抜粋:

ルミノックスの「マスターカーボン SEAL オートマティック」

 世界で最も知られた水中工作員部隊のひとつが、アメリカ海軍の特殊部隊「Navy SEALs」だ。1992年から、ルミノックスはこの特殊部隊と組み、所属する兵士のためのダイバーズウォッチを製造している。

Navy SEALs

ルミノックスとNavy SEALsは、公式にパートナーシップを結んでいる。

 過酷な状況で使用される時計は、水中で長時間使用した後でも読み取りやすくなければならない。これらの時計は特別な発光機能を備えている。暗所での視認性は、蓄光塗料がどれくらい長く力を発揮するかがものをいう。一部の時計は8時間後でも読み取ることができる。しかし、最新のスーパールミノバであっても、それ以上の時間発光させることは難しい。

 トリチウムガス光源の場合は事情が異なる。これは小さなガラス管にトリチウムを充填したもので、低レベルの放射性トリチウムによって励起されて発光する。そのため、ガラス管は永久に輝き続け、従来の発光体のように光の下で再蓄光する必要がないのだ。この輝きは最長25年続くといわれている。ガラスの中に密封されているため、放射線を心配する必要はない。

マスターカーボン SEAL オートマティック 3860

現行モデルのルミノックス「マスターカーボン SEAL オートマティック 3860」。自動巻き(Cal.SW 220-1)。カーボノックスTM+ケース(直径45mm)。16万5000円(税込み)。(問)Luminox TOKYO Tel.03-5774-4944

 現行モデル「マスターカーボン SEAL オートマティック」は、カーボノックスTM+製ケースの堅牢さに加え、耐久性に優れた蓄光管を採用することで視認性を高めている。カーボノックスTM+は40パーセントがカーボンファイバーで構成された素材で、チタンの3倍もの軽さと高い強度を誇り、耐磁性、耐アレルギー性、耐薬品性にも優れている。200m防水のケースに搭載されるのは、セリタの自動巻きムーブメントCal.SW 220-1だ。

マスターカーボン SEAL オートマティック

トリチウム発光チューブが搭載されたルミノックス「マスターカーボン SEAL オートマティック」。


ジンの「UX」シリーズ

 今日のドイツでは、水中工作員は「KSM」、つまりドイツ海軍の特殊部隊所属となっている。この精鋭部隊の任務は、人質の救出、船舶の奪還、偵察任務などだ。それぞれの水中工作員は、ダイバー、パラシューター、スピードボート操縦者、爆発物の専門家、単独任務などの訓練を積んでいる。ドイツ陸軍の特殊部隊「KSK」と同様、KSMもドイツ連邦軍の一般的な処理部隊ではない。逆に小規模な部隊は、自ら改良・開発した多くの装備や武器をフルに活用することができる。

作業指示 1:
次の(a)〜(c)がダイバーズウォッチに関する抜粋の内容と一致するかを、それぞれ「はい」か「いいえ」で答え、根拠となる抜粋中の語句をそのまま引用せよ。(a) ルミノックスは1992年からNavy SEALsと組んでいる。(b) カーボノックスTM+はチタンの2倍の軽さである。(c) トリチウムガス光源は光の下で再蓄光する必要がある。

項目:

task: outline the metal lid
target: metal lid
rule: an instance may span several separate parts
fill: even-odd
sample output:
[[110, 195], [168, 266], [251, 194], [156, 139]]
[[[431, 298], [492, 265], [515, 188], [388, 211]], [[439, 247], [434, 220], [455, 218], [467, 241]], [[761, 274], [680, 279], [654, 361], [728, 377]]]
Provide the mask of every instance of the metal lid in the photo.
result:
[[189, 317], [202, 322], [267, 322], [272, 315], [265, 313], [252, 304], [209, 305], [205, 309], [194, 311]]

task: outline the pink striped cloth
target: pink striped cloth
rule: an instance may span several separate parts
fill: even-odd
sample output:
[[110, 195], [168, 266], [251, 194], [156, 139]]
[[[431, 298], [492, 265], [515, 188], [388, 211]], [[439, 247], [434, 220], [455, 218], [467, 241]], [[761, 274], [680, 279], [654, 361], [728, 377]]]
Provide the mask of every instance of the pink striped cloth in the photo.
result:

作業指示 2:
項目のうち「task: outline the pink striped cloth」を含む行から項目の末尾までを、「pink striped cloth」を「red striped cloth」に置き換え、ほかは変えずに書き直せ。

完全な出力 1:
(a) はい。「1992年から、ルミノックスはこの特殊部隊と組み」
(b) いいえ。「チタンの3倍もの軽さ」
(c) いいえ。「従来の発光体のように光の下で再蓄光する必要がないのだ」

完全な出力 2:
task: outline the red striped cloth
target: red striped cloth
rule: an instance may span several separate parts
fill: even-odd
sample output:
[[110, 195], [168, 266], [251, 194], [156, 139]]
[[[431, 298], [492, 265], [515, 188], [388, 211]], [[439, 247], [434, 220], [455, 218], [467, 241]], [[761, 274], [680, 279], [654, 361], [728, 377]]]
Provide the mask of every instance of the red striped cloth in the photo.
result:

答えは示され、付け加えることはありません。